--- Written request ---
Carry on the letter to Range Resources shareholders from the point where it stops.
-- START OF Text --
Glass Lewis and ISS have issued voting recommendations inconsistent with our Board of Director’s recommendation regarding Say on Pay Item 2 and Shareholder Proposal Item 4. Please read the attached letter. We urge you to vote FOR Item 2 – Say on Pay and AGAINST Item 4 – Shareholder proposal which requests the preparation of a report regarding methane emissions.


LOGO

May 15, 2013

Dear Shareholders and Portfolio Managers,

I am contacting you as a Portfolio Manager holding Range Resources common stock. It is Proxy season and Range is trying to make sure that our shareholders are aware of a couple of items concerning the Proxy. I know that most of the proxy voting is handled in other departments of your firm, but many times your proxy group will look to you as a Portfolio Manager on voting certain issues. Hopefully, this email will trigger a discussion with you and your back office or feel free to forward to your designated proxy group individual and ask them to contact me directly to discuss any of these matters further.
-- END OF Text --
-- START OF Data provided --
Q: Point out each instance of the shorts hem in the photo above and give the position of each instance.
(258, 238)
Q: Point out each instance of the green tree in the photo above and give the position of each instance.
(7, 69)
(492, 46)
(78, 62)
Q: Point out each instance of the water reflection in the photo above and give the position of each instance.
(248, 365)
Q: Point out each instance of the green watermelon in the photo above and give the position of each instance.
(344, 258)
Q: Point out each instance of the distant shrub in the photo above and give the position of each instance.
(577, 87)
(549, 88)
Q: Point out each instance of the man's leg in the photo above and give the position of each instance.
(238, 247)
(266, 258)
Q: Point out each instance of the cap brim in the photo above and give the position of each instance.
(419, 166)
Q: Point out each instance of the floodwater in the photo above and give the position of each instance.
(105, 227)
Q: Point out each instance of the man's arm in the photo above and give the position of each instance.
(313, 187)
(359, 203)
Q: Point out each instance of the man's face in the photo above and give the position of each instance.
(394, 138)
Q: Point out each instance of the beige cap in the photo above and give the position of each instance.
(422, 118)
-- END OF Data provided --
--- Exercise answer ---
Item 4 – Shareholder Proposal on Methane Emissions

This is a proposal from Trillium Asset Management asking Range to prepare a study on “measuring and disclosing methane emissions” and also asking for a “methane leakage rate as a percentage of production.” In response to the proposal, Range disclosed that using the protocol prescribed in the EPA Subpart W, Range’s estimated calculation of methane emissions as a percentage of production for 2011 would have been less than 0.25% (less than one quarter of 1%). In addition, Range added to its website a number of items showing various sources of methane emissions and industry leading steps that Range has taken to mitigate any potential methane emissions. (See http://www.rangeresources.com/getdoc/d660a177-6ba1-4e80-b77d-47c314c56d27/Emission-Reduction-and-Elimination.aspx) Unsatisfied with Range’s answers and disclosures, Trillium did not withdraw their proposal.

We believed under ISS’s own published 2013 U.S. Proxy Voting Summary Guidelines since we had answered the specific request and the metric in question was less than 0.25% of production, ISS should have recommended AGAINST the proposal. Through some back tracking in ISS’s communications with Range, it was obvious that ISS’s stated policy was not going to be followed when ISS’s comments obviously showed that ISS did not realize that we had posted all this information on our website. ISS stated in its subsequent Alert that the information did not “materially impact” their recommendation and referenced our website disclosures.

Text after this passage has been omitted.